What you need to do:
Can you reproduce the portion of the Twins trade-target passage below that begins with the words containing "Báez is likely" and ends with "for their righty."?

Passage:
* * *

A Carlos Correa-sized hole now exists in the Twins' payroll, can they look to the trade market to fill it?

Image courtesy of © Jeff Hanisch-USA TODAY Sports

Through trading, the Twins can avoid convincing players to sign with them and instead use forced employment to remove consent from the equation. Does Javier Báez actually want to play in Minnesota? Too bad! The Tigers wanted some prospects, so off you go. Remember to pack some blankets.

Let’s look at a few potential targets. This author would like to remind the readers that he did predict the Kyle Farmer trade, so either he’s more clairvoyant than previously understood, or the Twins front office solicits advice from a baseball fan site. For all our sake, let’s hope it’s the former. 

Javier Báez

The Rudy Gobert of baseball, Báez remains a slick shortstop whose offensive methods lead to existentially draining whiffs but ultimately competent batting results. Báez secretly lopped a few points off his strikeout rate in 2022, but his famous power disappeared as well, and the Tigers’ sudden free-fall from a decent 2021 leaves them holding a piece they may prefer to trade. How convenient.

Báez is likely to age poorly—have you ever heard of a free swinger who remained in the game well into their 30s—so swallowing five more seasons with a $120 million price tag is an overly aggressive attempt at a rebound. Still, he’ll probably be available, and the list of potential employees for the Twins shrinks daily.

Carlos Carrasco

In their efforts to sign every baseball player under the sun, Lex Luthor Steve Cohen’s Mets created an expensive, crowded starting rotation that may leave Carlos Carrasco out of the equation. This isn’t just speculation: the Mets are entertaining potential trades for their righty.

* * *

Exercise data:

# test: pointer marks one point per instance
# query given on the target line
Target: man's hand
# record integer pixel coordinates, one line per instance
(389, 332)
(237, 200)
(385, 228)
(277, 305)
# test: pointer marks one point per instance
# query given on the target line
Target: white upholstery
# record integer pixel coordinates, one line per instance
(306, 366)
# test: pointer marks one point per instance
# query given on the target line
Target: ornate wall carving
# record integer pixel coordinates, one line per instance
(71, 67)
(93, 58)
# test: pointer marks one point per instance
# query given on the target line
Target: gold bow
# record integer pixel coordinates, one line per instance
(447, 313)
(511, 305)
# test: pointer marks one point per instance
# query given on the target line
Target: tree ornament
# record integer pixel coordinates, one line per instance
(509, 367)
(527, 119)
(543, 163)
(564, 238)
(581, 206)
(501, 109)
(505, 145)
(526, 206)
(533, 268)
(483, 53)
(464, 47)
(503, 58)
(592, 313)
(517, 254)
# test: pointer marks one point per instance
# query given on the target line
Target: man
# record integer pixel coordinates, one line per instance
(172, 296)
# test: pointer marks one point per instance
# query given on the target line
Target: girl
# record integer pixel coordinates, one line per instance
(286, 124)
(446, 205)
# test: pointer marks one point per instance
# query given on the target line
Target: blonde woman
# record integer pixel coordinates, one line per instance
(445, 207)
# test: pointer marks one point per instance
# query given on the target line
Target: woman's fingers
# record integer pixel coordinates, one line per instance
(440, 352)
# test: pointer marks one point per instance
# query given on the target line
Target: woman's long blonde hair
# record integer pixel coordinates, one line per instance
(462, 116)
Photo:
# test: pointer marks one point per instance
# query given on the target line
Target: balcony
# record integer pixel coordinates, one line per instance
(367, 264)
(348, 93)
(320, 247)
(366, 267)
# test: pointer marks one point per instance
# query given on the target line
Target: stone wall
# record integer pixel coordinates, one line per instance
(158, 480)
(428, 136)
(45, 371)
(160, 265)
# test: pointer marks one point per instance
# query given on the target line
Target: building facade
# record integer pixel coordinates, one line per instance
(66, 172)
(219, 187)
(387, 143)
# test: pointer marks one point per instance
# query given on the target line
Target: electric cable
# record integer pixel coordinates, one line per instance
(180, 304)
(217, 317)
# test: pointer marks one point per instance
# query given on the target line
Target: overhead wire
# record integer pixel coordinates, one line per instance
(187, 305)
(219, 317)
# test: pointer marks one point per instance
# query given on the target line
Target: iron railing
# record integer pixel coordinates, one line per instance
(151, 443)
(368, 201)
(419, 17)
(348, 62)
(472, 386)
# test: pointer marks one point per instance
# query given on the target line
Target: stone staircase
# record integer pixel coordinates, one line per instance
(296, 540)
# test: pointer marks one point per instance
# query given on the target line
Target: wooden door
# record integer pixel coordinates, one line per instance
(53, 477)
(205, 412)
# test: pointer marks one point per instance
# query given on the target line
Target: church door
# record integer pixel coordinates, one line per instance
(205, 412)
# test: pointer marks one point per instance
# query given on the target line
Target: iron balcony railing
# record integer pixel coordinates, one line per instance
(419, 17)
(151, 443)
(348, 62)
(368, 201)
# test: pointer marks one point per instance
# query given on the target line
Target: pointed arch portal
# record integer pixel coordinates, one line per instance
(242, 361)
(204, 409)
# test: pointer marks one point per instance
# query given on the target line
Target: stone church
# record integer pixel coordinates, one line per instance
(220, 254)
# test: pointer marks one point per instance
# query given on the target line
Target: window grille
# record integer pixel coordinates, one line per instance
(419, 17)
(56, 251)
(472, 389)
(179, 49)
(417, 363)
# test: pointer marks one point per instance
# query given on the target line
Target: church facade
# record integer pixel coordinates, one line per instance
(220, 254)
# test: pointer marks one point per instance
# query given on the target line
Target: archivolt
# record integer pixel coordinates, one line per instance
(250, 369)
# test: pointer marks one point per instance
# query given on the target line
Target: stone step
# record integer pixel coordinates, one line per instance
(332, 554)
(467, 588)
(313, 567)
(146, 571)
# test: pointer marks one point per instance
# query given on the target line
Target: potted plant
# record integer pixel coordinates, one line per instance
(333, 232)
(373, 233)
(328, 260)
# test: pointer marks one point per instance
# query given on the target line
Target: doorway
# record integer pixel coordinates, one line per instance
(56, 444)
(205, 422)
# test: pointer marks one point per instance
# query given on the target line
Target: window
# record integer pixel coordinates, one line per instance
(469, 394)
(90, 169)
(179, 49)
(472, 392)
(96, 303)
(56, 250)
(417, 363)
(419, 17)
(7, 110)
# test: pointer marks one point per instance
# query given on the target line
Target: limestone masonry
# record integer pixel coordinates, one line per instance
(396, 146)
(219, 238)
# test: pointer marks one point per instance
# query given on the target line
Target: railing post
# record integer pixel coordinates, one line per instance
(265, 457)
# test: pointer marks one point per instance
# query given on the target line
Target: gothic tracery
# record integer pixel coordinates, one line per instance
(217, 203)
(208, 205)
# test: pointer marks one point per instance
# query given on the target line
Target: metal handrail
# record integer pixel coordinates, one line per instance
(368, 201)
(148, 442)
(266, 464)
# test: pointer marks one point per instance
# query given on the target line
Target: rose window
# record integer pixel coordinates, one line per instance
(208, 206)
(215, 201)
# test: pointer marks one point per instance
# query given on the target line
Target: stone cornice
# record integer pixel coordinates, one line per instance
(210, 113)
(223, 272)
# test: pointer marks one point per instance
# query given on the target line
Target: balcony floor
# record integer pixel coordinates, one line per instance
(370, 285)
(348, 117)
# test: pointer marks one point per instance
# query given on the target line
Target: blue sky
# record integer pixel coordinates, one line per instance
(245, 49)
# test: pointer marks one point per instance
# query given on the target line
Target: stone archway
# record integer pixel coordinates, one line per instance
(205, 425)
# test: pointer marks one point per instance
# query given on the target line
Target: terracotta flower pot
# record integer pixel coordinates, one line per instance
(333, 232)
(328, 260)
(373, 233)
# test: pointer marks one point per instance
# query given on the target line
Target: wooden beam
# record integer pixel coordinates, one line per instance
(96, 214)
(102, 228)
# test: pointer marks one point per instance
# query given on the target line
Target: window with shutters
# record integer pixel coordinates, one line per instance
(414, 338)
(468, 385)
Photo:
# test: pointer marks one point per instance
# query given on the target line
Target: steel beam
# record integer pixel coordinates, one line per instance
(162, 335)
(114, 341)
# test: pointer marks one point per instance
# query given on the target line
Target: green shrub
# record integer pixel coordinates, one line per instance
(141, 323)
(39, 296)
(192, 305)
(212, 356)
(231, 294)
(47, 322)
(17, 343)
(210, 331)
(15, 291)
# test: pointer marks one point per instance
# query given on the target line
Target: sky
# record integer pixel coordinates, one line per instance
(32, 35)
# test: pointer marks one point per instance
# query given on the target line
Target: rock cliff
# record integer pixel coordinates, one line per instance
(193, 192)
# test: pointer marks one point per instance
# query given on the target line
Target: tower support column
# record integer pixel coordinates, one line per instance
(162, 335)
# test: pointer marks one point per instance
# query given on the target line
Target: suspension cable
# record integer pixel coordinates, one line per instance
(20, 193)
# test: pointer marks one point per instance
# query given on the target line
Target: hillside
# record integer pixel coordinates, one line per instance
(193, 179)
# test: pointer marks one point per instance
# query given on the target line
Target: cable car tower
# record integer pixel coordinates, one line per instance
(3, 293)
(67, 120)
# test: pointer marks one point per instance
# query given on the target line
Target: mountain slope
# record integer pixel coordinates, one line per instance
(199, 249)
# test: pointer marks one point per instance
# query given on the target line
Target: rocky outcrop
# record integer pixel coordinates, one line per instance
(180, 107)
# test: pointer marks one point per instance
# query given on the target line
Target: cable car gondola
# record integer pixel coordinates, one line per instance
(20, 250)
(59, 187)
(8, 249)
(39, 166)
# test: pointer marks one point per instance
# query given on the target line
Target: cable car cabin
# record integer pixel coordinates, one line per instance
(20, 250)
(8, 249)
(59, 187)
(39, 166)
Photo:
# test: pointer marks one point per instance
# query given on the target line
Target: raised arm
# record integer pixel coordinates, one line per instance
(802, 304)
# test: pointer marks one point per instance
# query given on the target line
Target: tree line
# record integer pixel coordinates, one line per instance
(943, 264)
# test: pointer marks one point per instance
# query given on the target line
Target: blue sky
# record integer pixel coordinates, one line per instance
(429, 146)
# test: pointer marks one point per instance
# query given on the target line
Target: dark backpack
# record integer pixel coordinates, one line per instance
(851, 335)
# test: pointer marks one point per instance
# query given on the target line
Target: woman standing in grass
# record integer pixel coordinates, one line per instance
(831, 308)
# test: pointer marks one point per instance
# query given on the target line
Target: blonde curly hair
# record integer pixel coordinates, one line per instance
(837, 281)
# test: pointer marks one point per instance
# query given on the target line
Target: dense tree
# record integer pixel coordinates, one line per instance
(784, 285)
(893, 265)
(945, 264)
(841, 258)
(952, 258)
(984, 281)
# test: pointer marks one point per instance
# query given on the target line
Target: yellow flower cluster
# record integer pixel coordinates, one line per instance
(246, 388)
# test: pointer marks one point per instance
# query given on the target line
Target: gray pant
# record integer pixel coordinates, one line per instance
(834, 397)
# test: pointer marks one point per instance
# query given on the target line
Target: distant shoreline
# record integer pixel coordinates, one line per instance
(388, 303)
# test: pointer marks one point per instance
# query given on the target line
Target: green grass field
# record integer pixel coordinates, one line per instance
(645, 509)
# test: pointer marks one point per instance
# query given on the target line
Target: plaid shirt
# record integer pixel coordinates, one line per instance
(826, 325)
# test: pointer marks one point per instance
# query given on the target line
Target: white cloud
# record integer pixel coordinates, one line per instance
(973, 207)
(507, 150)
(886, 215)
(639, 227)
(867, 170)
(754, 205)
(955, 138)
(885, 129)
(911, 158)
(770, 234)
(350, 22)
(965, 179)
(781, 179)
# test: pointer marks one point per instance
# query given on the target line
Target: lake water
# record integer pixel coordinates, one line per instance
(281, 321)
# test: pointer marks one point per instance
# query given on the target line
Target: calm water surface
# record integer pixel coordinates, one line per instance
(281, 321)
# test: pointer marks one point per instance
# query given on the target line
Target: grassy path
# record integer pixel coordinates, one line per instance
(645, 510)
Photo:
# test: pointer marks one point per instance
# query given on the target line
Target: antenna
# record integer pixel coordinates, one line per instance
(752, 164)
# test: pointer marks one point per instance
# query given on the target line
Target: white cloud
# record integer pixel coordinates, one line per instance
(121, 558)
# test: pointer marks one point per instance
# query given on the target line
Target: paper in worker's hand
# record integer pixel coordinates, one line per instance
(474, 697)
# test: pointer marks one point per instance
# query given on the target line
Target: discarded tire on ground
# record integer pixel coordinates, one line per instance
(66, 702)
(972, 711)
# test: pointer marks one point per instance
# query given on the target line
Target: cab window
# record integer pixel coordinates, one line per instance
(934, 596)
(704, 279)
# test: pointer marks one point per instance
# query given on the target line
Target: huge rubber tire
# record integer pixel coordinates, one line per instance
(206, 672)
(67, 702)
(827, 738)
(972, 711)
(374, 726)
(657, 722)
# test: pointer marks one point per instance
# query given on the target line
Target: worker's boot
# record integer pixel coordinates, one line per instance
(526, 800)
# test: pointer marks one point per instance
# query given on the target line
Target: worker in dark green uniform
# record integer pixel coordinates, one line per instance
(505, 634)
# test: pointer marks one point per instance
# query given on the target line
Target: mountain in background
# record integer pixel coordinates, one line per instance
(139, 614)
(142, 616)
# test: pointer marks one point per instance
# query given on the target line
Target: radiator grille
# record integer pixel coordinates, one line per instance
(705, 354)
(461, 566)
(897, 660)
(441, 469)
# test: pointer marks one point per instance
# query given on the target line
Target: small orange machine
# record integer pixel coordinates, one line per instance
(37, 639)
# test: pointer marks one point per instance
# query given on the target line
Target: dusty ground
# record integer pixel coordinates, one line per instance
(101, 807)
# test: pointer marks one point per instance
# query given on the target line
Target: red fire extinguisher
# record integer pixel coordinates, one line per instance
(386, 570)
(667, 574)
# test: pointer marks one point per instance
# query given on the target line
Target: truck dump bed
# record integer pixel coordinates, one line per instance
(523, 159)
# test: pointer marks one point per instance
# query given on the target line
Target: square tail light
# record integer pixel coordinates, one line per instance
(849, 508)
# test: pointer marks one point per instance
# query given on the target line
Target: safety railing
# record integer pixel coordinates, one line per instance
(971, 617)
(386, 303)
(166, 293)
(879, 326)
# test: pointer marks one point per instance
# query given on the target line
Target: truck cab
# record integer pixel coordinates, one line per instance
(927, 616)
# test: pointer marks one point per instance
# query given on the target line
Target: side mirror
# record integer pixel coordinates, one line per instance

* * *

Solved problem:
Báez is likely to age poorly—have you ever heard of a free swinger who remained in the game well into their 30s—so swallowing five more seasons with a $120 million price tag is an overly aggressive attempt at a rebound. Still, he’ll probably be available, and the list of potential employees for the Twins shrinks daily.

Carlos Carrasco

In their efforts to sign every baseball player under the sun, Lex Luthor Steve Cohen’s Mets created an expensive, crowded starting rotation that may leave Carlos Carrasco out of the equation. This isn’t just speculation: the Mets are entertaining potential trades for their righty.